### Directive:
Reproduce every entry below word for word, omitting the pictures.

### Excerpted data:
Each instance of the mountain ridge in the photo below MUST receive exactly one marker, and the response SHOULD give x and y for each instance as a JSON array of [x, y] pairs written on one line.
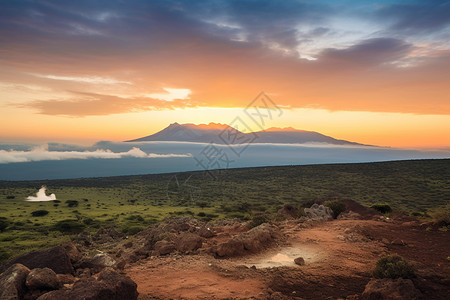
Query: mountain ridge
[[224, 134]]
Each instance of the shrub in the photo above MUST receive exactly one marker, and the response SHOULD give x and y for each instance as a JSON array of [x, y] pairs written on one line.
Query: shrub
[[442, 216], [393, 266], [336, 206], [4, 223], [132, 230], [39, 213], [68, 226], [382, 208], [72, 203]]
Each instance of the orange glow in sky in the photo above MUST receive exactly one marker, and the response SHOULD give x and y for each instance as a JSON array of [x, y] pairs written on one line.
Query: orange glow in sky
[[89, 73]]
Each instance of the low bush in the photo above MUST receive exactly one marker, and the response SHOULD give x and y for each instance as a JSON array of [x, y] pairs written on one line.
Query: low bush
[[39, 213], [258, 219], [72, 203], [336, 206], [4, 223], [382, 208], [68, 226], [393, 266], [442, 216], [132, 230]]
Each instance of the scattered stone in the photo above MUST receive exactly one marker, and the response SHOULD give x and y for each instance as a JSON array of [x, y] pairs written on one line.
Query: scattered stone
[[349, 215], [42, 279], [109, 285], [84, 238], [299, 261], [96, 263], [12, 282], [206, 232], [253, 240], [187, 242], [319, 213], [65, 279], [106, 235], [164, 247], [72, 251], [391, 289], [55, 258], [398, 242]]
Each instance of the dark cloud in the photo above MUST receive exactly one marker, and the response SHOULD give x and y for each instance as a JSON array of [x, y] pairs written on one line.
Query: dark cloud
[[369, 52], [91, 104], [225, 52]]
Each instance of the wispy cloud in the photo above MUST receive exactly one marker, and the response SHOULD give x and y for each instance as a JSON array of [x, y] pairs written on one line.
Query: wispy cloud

### Result:
Each instance of the mountain ridge in the photo below MUST receive exactly one marker, and the response SHOULD give x and y for each instance as a JSON array of [x, y] pairs written on one line.
Query: mountain ridge
[[224, 134]]
Each instance of the shrub in the photo above MUST receive exactly one marker, and the response SHOULD give x and y for each instance as a JSON array of [x, y] pairs written on one line.
Query: shrub
[[442, 216], [393, 266], [336, 206], [4, 223], [132, 230], [39, 213], [68, 226], [382, 208], [72, 203]]
Each instance of the orange glow in sky in the photo above MUST receive exactly one marker, and the response SHOULD give x and y for each instance as a JSON array of [x, y] pairs written on one line.
Query: orange glow in sky
[[89, 73]]
Each instance of the low bush in the photo above MUST receive exactly one marker, and the response SHOULD give x and y for each instance as a JSON array of [x, y] pairs written on one line.
Query: low bush
[[39, 213], [258, 219], [72, 203], [336, 206], [4, 223], [382, 208], [68, 226], [393, 266], [442, 216], [132, 230]]
Each instance of the scattered stone in the photo above MUST receive exactly one marker, and the response SHOULD give x and y for each instance as a JSON array of [x, y] pairs written on one line.
Query: scattered stone
[[349, 215], [42, 279], [109, 285], [84, 238], [299, 261], [96, 263], [12, 282], [206, 232], [253, 240], [187, 242], [319, 213], [65, 279], [106, 235], [164, 247], [72, 251], [391, 289], [55, 258], [398, 242]]
Each instance of the dark cloud in the photo above MUST receive exactly one marker, and the response SHOULD give x and y for each instance as a JSON array of [x, y] pairs written on one line.
Query: dark cloud
[[369, 52], [91, 104], [225, 52]]
Each instance of the wispy cloud in the photo above MUST receive exactly one marker, and the response SHOULD give x and y for each instance as a JSON array of [x, y] pairs written on one line.
Query: wispy cloud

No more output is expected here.